# Problem description
Below is a listing. Write out exactly its lines between the one holding "box: [252, 108, 300, 159]" and the one holding "152L259 158L272 153L300", inclusive.

# Data extract
----------------------------------------

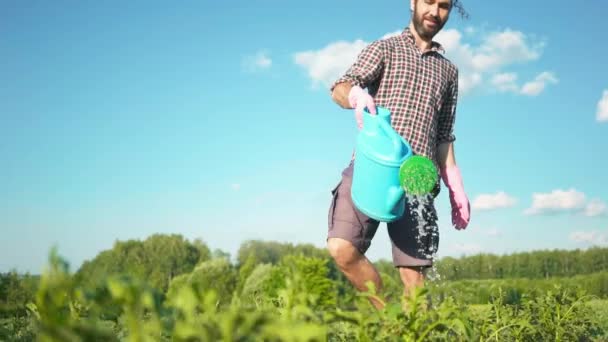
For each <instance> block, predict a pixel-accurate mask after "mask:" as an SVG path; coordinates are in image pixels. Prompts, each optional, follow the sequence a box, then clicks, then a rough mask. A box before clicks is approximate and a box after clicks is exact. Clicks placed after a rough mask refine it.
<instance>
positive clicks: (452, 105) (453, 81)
mask: <svg viewBox="0 0 608 342" xmlns="http://www.w3.org/2000/svg"><path fill="white" fill-rule="evenodd" d="M457 102H458V69H455V72H454V75H453V77H452V81H451V82H450V87H449V91H448V96H447V98H446V100H445V102H444V103H443V105H442V106H441V110H440V112H439V127H438V134H437V144H443V143H451V142H454V141H455V140H456V137H455V136H454V122H455V120H456V105H457Z"/></svg>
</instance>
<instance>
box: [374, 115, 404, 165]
mask: <svg viewBox="0 0 608 342" xmlns="http://www.w3.org/2000/svg"><path fill="white" fill-rule="evenodd" d="M378 122H379V124H380V127H381V128H382V130H383V131H384V134H386V136H388V137H390V138H391V140H392V141H393V145H394V151H395V159H401V157H402V155H403V142H402V141H401V136H400V135H399V134H398V133H397V132H395V130H394V129H393V127H392V126H391V124H390V118H389V119H387V120H378Z"/></svg>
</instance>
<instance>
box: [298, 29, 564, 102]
mask: <svg viewBox="0 0 608 342" xmlns="http://www.w3.org/2000/svg"><path fill="white" fill-rule="evenodd" d="M464 32H465V33H467V37H473V38H476V37H479V36H480V35H482V34H481V33H479V34H477V35H471V34H470V33H471V32H476V29H475V28H473V27H468V28H466V29H465V30H464ZM400 33H401V30H396V31H392V32H387V33H386V34H384V35H383V36H382V37H380V38H381V39H384V38H387V37H390V36H394V35H398V34H400ZM435 39H436V40H437V41H438V42H440V43H441V44H442V45H443V47H444V48H445V50H446V57H448V58H449V59H450V60H452V61H453V62H454V63H455V64H456V65H457V66H458V68H459V71H460V72H459V93H460V94H462V95H464V94H467V93H470V92H471V91H472V90H474V89H476V88H483V89H486V88H485V87H484V82H486V80H487V81H488V84H489V86H490V87H491V86H494V87H495V88H497V89H499V90H502V91H506V90H508V91H514V92H516V93H518V94H528V95H529V94H535V95H537V94H538V93H540V92H541V91H542V90H544V89H545V87H546V85H547V84H549V83H554V80H557V78H556V76H554V75H553V74H549V73H546V72H545V73H541V74H540V75H539V76H537V78H536V79H534V80H532V81H530V82H528V83H526V84H525V85H523V86H520V85H517V84H515V80H516V79H517V74H516V73H514V72H509V73H506V74H510V75H511V76H509V77H512V78H513V80H512V81H511V83H505V81H506V80H504V79H502V80H501V78H502V77H504V75H505V71H503V69H505V68H508V67H514V66H516V65H518V64H522V63H528V62H532V61H536V60H538V59H539V58H540V56H541V54H542V49H543V47H544V43H543V42H537V41H532V39H531V38H530V37H528V36H527V35H526V34H524V33H523V32H520V31H515V30H510V29H506V30H503V31H499V32H491V33H489V34H485V36H482V40H481V41H480V43H479V44H477V45H471V44H469V43H466V42H464V41H463V33H461V32H460V31H458V30H456V29H446V30H443V31H441V32H439V34H437V36H436V38H435ZM369 43H370V42H367V41H364V40H360V39H359V40H354V41H352V42H348V41H338V42H333V43H329V44H327V45H326V46H325V47H323V48H321V49H319V50H309V51H303V52H298V53H296V54H295V55H294V60H295V63H296V64H297V65H300V66H302V67H303V68H304V69H306V70H307V72H308V76H309V77H310V79H311V80H312V82H313V85H315V86H317V85H319V84H322V85H324V86H326V87H327V86H329V85H330V84H331V83H332V82H333V81H335V80H336V79H337V78H338V77H340V76H341V74H342V73H343V72H344V71H346V69H347V68H348V67H349V66H350V65H351V64H352V63H353V62H354V61H355V59H356V57H357V55H358V54H359V52H360V51H361V50H362V49H363V48H364V47H365V46H367V45H368V44H369ZM501 75H502V76H501ZM505 87H506V89H505Z"/></svg>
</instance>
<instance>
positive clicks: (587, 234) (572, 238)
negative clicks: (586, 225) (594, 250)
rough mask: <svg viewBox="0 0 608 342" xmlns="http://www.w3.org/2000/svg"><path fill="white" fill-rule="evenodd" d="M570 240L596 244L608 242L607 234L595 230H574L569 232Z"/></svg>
mask: <svg viewBox="0 0 608 342" xmlns="http://www.w3.org/2000/svg"><path fill="white" fill-rule="evenodd" d="M570 240H572V241H574V242H578V243H589V244H596V245H605V244H608V235H606V234H605V233H600V232H598V231H597V230H595V231H576V232H572V234H570Z"/></svg>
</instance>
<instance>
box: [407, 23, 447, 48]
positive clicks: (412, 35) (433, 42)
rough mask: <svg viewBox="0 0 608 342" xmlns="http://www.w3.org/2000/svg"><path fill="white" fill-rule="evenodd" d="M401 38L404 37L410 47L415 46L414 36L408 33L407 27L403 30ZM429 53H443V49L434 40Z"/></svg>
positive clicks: (431, 45)
mask: <svg viewBox="0 0 608 342" xmlns="http://www.w3.org/2000/svg"><path fill="white" fill-rule="evenodd" d="M402 36H403V37H405V39H406V40H407V41H408V42H409V43H411V44H412V45H414V46H415V45H416V38H414V35H413V34H412V32H411V31H410V28H409V26H408V27H406V28H405V29H403V32H402ZM430 51H434V52H441V53H445V49H444V48H443V46H442V45H441V44H439V42H437V41H434V40H433V41H432V42H431V50H430Z"/></svg>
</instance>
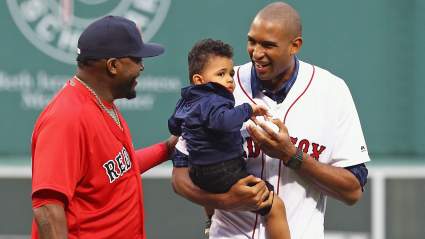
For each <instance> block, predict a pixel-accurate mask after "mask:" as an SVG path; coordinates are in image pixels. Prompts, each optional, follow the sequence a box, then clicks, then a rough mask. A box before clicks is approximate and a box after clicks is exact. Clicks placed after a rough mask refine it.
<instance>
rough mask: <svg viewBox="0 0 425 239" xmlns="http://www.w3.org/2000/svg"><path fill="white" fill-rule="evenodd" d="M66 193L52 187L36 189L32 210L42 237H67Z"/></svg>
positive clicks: (40, 237)
mask: <svg viewBox="0 0 425 239" xmlns="http://www.w3.org/2000/svg"><path fill="white" fill-rule="evenodd" d="M66 204H67V198H66V196H65V195H64V194H62V193H61V192H58V191H54V190H50V189H42V190H39V191H36V192H34V193H33V195H32V208H33V209H32V210H33V214H34V219H35V222H36V224H37V228H38V235H39V238H40V239H43V238H49V239H50V238H54V239H56V238H67V235H68V225H67V222H66V215H65V210H64V208H65V205H66Z"/></svg>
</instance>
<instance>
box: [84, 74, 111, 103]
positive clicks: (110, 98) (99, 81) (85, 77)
mask: <svg viewBox="0 0 425 239" xmlns="http://www.w3.org/2000/svg"><path fill="white" fill-rule="evenodd" d="M76 76H77V77H78V78H79V79H80V80H82V81H84V82H85V83H86V84H87V85H88V86H89V87H90V88H91V89H92V90H93V91H94V92H95V93H96V95H97V96H98V97H99V98H100V99H101V100H104V101H106V102H108V103H113V101H114V97H113V95H112V92H111V91H110V90H109V88H108V87H107V84H105V83H106V82H107V79H104V77H101V76H96V75H95V74H93V73H91V72H90V73H89V72H86V71H83V70H80V69H79V70H78V71H77V74H76Z"/></svg>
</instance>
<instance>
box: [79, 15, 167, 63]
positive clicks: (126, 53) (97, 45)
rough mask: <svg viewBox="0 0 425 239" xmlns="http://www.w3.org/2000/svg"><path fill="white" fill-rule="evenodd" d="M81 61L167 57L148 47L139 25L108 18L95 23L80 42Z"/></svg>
mask: <svg viewBox="0 0 425 239" xmlns="http://www.w3.org/2000/svg"><path fill="white" fill-rule="evenodd" d="M77 53H78V56H77V61H78V60H83V59H106V58H120V57H140V58H145V57H153V56H158V55H161V54H162V53H164V47H162V46H161V45H159V44H156V43H144V42H143V40H142V36H141V34H140V31H139V29H137V27H136V24H135V23H134V22H133V21H130V20H128V19H126V18H124V17H119V16H106V17H103V18H101V19H99V20H96V21H95V22H93V23H91V24H90V25H89V26H88V27H87V28H86V29H85V30H84V31H83V33H81V36H80V38H79V39H78V49H77Z"/></svg>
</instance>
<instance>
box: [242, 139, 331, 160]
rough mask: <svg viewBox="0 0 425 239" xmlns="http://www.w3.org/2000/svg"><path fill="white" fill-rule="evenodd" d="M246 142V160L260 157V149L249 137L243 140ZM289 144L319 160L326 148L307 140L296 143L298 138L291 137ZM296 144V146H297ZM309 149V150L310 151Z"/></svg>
mask: <svg viewBox="0 0 425 239" xmlns="http://www.w3.org/2000/svg"><path fill="white" fill-rule="evenodd" d="M245 140H246V150H245V152H244V156H245V157H246V156H248V158H256V157H258V155H260V152H261V150H260V147H258V146H257V145H256V144H255V143H254V141H253V140H252V139H251V137H247V138H245ZM291 142H292V144H294V145H295V146H297V147H298V148H300V149H301V150H302V151H303V152H304V153H309V152H311V153H310V156H312V157H313V158H315V159H316V160H319V157H320V154H321V153H322V152H323V151H324V150H325V149H326V146H324V145H319V144H318V143H314V142H311V141H310V140H308V139H302V140H299V142H298V137H291ZM297 143H298V145H297ZM310 149H311V150H310Z"/></svg>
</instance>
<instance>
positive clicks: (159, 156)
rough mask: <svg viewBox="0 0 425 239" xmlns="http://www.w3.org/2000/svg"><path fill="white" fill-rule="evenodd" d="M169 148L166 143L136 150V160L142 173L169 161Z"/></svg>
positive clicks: (159, 143) (153, 145) (160, 143)
mask: <svg viewBox="0 0 425 239" xmlns="http://www.w3.org/2000/svg"><path fill="white" fill-rule="evenodd" d="M168 154H169V153H168V147H167V144H166V143H158V144H154V145H151V146H149V147H146V148H142V149H138V150H136V159H137V163H138V165H139V169H140V173H144V172H146V171H147V170H149V169H151V168H153V167H155V166H157V165H158V164H160V163H162V162H164V161H166V160H167V159H168V156H169V155H168Z"/></svg>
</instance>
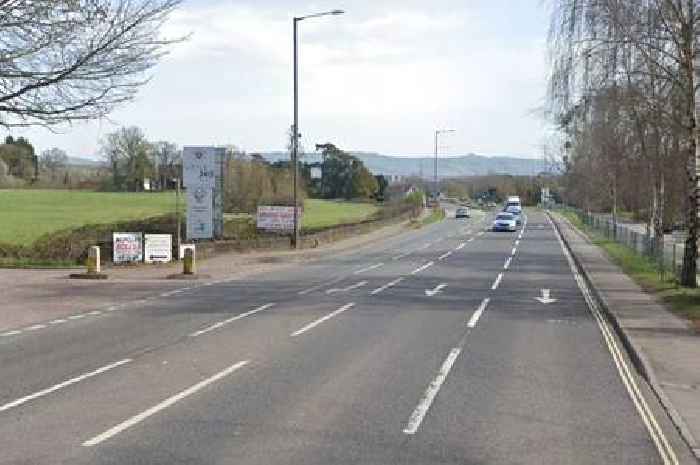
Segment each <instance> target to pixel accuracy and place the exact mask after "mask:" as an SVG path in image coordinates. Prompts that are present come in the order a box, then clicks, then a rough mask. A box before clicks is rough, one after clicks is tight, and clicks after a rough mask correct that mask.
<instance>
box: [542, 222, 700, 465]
mask: <svg viewBox="0 0 700 465" xmlns="http://www.w3.org/2000/svg"><path fill="white" fill-rule="evenodd" d="M553 218H554V220H555V221H556V223H557V225H558V226H559V228H560V230H561V232H562V235H563V236H564V239H565V241H566V243H567V244H568V245H569V246H570V247H571V249H572V252H573V254H574V256H575V257H576V258H577V260H578V262H579V264H580V266H581V267H582V268H583V270H584V272H585V274H586V277H587V279H588V280H589V281H590V283H591V284H592V286H593V287H594V288H595V290H596V291H597V294H598V298H599V299H600V301H601V303H602V304H603V307H604V308H605V310H606V311H607V312H608V314H609V317H610V318H611V320H612V321H613V323H614V325H615V327H616V329H617V330H618V332H619V334H620V335H621V337H622V339H623V341H624V342H625V344H626V345H627V347H628V349H629V350H630V352H631V354H632V359H633V360H634V362H635V365H636V366H637V368H638V370H639V371H640V372H641V373H642V374H643V376H644V377H645V379H646V380H647V381H648V382H649V384H650V385H651V387H652V388H653V390H654V392H655V394H656V395H657V397H658V398H659V399H660V401H661V403H662V404H663V405H664V408H665V409H666V410H667V411H668V412H669V414H670V416H671V418H672V419H673V421H674V423H675V425H676V427H677V428H678V430H679V431H680V433H681V434H682V436H683V438H684V439H685V441H686V442H687V443H688V445H689V447H690V448H691V449H692V450H693V451H694V453H695V455H696V456H697V457H698V458H700V442H698V439H699V438H700V334H698V332H697V331H695V330H694V329H693V327H692V325H691V324H690V323H689V322H688V321H686V320H684V319H682V318H679V317H677V316H676V315H674V314H672V313H671V312H670V311H668V310H666V309H665V308H664V306H663V305H662V304H660V303H659V302H658V301H657V300H655V299H654V297H653V296H651V295H649V294H647V293H646V292H644V291H643V290H642V288H641V287H640V286H638V285H637V284H636V283H635V282H634V281H633V280H632V279H630V278H629V277H628V276H627V275H626V274H624V273H623V272H622V271H621V270H620V268H619V267H617V266H616V265H614V264H613V263H612V262H611V261H610V260H609V258H608V257H607V256H606V255H605V253H604V252H603V251H602V250H601V249H600V248H598V247H596V246H594V245H593V244H592V243H591V242H590V241H589V240H588V238H587V237H586V236H585V234H583V233H582V232H581V231H579V230H578V229H576V228H575V227H574V226H573V225H572V224H571V223H570V222H569V221H568V220H566V219H565V218H564V217H563V216H561V215H557V214H554V215H553Z"/></svg>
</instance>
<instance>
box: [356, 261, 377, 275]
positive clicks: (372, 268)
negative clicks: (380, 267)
mask: <svg viewBox="0 0 700 465" xmlns="http://www.w3.org/2000/svg"><path fill="white" fill-rule="evenodd" d="M380 266H384V263H377V264H375V265H371V266H368V267H366V268H362V269H360V270H357V271H355V272H354V273H353V274H360V273H364V272H366V271H370V270H374V269H377V268H379V267H380Z"/></svg>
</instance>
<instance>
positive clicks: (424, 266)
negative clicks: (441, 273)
mask: <svg viewBox="0 0 700 465" xmlns="http://www.w3.org/2000/svg"><path fill="white" fill-rule="evenodd" d="M434 264H435V262H428V263H426V264H425V265H423V266H419V267H418V268H416V269H415V270H413V271H411V274H416V273H420V272H421V271H423V270H427V269H428V268H430V267H431V266H433V265H434Z"/></svg>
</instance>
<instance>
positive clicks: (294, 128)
mask: <svg viewBox="0 0 700 465" xmlns="http://www.w3.org/2000/svg"><path fill="white" fill-rule="evenodd" d="M343 13H345V12H344V11H343V10H332V11H326V12H323V13H315V14H311V15H306V16H301V17H298V18H297V17H295V18H294V20H293V24H294V124H293V125H292V164H293V165H294V168H293V170H292V183H293V184H294V247H295V248H297V247H299V213H298V208H297V207H298V182H297V179H298V177H299V165H298V162H297V157H298V152H299V135H300V134H299V76H298V65H297V61H298V60H297V57H298V46H297V42H298V40H297V28H298V27H297V24H298V23H299V21H303V20H305V19H310V18H319V17H321V16H330V15H342V14H343Z"/></svg>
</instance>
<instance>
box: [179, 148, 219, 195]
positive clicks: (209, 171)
mask: <svg viewBox="0 0 700 465" xmlns="http://www.w3.org/2000/svg"><path fill="white" fill-rule="evenodd" d="M218 152H219V149H217V148H216V147H184V148H183V149H182V183H183V184H184V185H185V187H186V188H188V189H194V188H200V187H201V188H209V189H213V188H214V187H215V184H216V181H215V178H216V172H217V153H218Z"/></svg>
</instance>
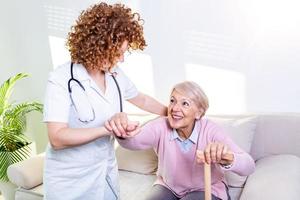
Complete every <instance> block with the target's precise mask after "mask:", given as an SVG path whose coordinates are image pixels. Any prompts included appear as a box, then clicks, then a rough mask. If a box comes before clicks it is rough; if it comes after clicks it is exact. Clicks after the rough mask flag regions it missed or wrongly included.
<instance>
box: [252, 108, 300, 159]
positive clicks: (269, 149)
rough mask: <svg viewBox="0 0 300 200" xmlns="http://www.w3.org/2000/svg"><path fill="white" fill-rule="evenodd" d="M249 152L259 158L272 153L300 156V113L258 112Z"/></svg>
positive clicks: (299, 156)
mask: <svg viewBox="0 0 300 200" xmlns="http://www.w3.org/2000/svg"><path fill="white" fill-rule="evenodd" d="M257 116H258V121H257V127H256V132H255V135H254V138H253V143H252V147H251V154H252V156H253V158H254V159H259V158H262V157H265V156H268V155H274V154H293V155H296V156H298V157H300V114H260V115H257Z"/></svg>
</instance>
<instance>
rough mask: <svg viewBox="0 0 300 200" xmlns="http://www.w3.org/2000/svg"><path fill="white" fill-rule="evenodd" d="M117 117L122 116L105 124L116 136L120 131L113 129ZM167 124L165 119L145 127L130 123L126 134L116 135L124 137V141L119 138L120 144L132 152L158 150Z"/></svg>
mask: <svg viewBox="0 0 300 200" xmlns="http://www.w3.org/2000/svg"><path fill="white" fill-rule="evenodd" d="M117 116H120V114H116V116H115V117H113V118H112V119H111V120H110V121H108V122H107V123H106V124H105V127H106V129H108V130H109V131H112V132H113V133H114V134H116V131H119V130H118V128H116V127H115V128H113V127H112V126H115V123H114V119H116V118H117ZM165 122H166V121H165V119H164V118H158V119H155V120H152V121H150V122H148V123H147V124H145V125H144V126H143V127H139V126H136V125H133V124H132V122H130V121H128V123H129V125H128V129H129V130H125V134H122V135H117V134H116V135H117V136H122V137H123V139H122V138H120V137H117V139H118V142H119V143H120V145H121V146H123V147H125V148H127V149H131V150H142V149H149V148H154V149H156V148H157V147H158V143H159V140H160V134H161V131H163V130H165V129H166V128H165V126H166V124H165ZM130 126H131V127H130Z"/></svg>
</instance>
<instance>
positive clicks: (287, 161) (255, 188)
mask: <svg viewBox="0 0 300 200" xmlns="http://www.w3.org/2000/svg"><path fill="white" fill-rule="evenodd" d="M299 190H300V158H299V157H297V156H294V155H275V156H268V157H265V158H262V159H260V160H258V161H257V163H256V170H255V172H254V173H253V174H252V175H250V176H249V177H248V180H247V182H246V185H245V187H244V190H243V193H242V195H241V200H258V199H272V200H282V199H299Z"/></svg>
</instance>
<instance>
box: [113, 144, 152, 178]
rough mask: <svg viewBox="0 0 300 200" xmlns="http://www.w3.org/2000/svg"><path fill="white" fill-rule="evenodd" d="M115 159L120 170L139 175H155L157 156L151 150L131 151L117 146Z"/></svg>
mask: <svg viewBox="0 0 300 200" xmlns="http://www.w3.org/2000/svg"><path fill="white" fill-rule="evenodd" d="M116 157H117V161H118V167H119V169H121V170H126V171H131V172H137V173H140V174H155V172H156V170H157V156H156V154H155V152H154V151H153V149H148V150H141V151H131V150H128V149H125V148H123V147H121V146H118V147H117V149H116Z"/></svg>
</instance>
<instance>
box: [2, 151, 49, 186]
mask: <svg viewBox="0 0 300 200" xmlns="http://www.w3.org/2000/svg"><path fill="white" fill-rule="evenodd" d="M43 167H44V156H43V154H41V155H38V156H34V157H32V158H29V159H27V160H24V161H22V162H20V163H15V164H14V165H10V166H9V167H8V169H7V176H8V178H9V180H10V181H11V182H12V183H14V184H16V185H18V186H20V187H22V188H25V189H30V188H33V187H35V186H37V185H40V184H42V183H43Z"/></svg>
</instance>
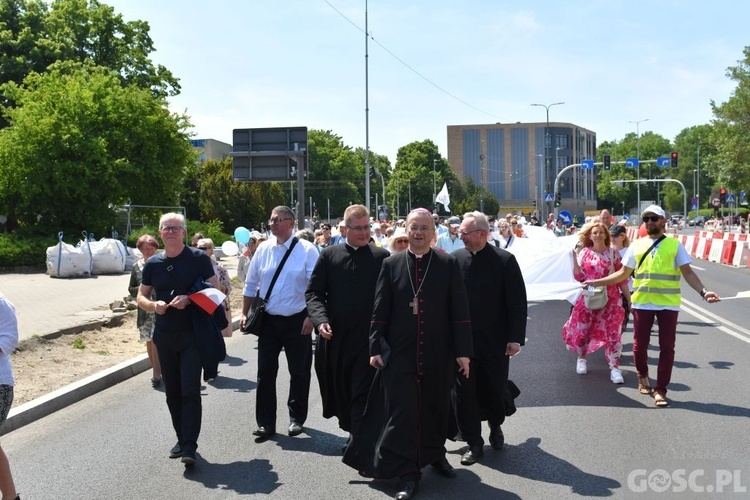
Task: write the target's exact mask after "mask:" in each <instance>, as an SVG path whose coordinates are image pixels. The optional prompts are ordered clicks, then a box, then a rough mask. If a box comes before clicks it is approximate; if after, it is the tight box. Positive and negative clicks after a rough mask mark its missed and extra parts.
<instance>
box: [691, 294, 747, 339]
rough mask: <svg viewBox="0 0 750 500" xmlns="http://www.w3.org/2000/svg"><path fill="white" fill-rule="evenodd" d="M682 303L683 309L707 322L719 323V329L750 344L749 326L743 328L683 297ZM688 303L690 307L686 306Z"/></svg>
mask: <svg viewBox="0 0 750 500" xmlns="http://www.w3.org/2000/svg"><path fill="white" fill-rule="evenodd" d="M682 304H683V307H682V310H684V311H685V312H686V313H688V314H690V315H692V316H694V317H695V318H697V319H699V320H701V321H703V322H705V323H712V324H715V323H718V324H719V325H718V326H716V329H717V330H719V331H722V332H724V333H726V334H728V335H731V336H732V337H734V338H736V339H739V340H741V341H743V342H745V343H747V344H750V330H748V329H747V328H743V327H741V326H739V325H736V324H734V323H732V322H731V321H728V320H726V319H725V318H722V317H721V316H719V315H717V314H714V313H712V312H709V311H707V310H705V309H703V308H702V307H700V306H699V305H698V304H695V303H693V302H690V301H689V300H685V299H682ZM686 305H687V306H688V307H685V306H686Z"/></svg>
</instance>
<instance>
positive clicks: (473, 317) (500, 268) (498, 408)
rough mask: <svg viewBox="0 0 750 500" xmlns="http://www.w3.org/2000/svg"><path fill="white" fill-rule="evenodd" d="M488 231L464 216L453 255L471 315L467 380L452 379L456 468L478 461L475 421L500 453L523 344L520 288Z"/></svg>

----------------------------------------

# Task answer
box: [252, 108, 300, 159]
positive clicks: (269, 149)
rough mask: <svg viewBox="0 0 300 200" xmlns="http://www.w3.org/2000/svg"><path fill="white" fill-rule="evenodd" d="M249 152L259 158L272 153L300 156V113L258 112Z"/></svg>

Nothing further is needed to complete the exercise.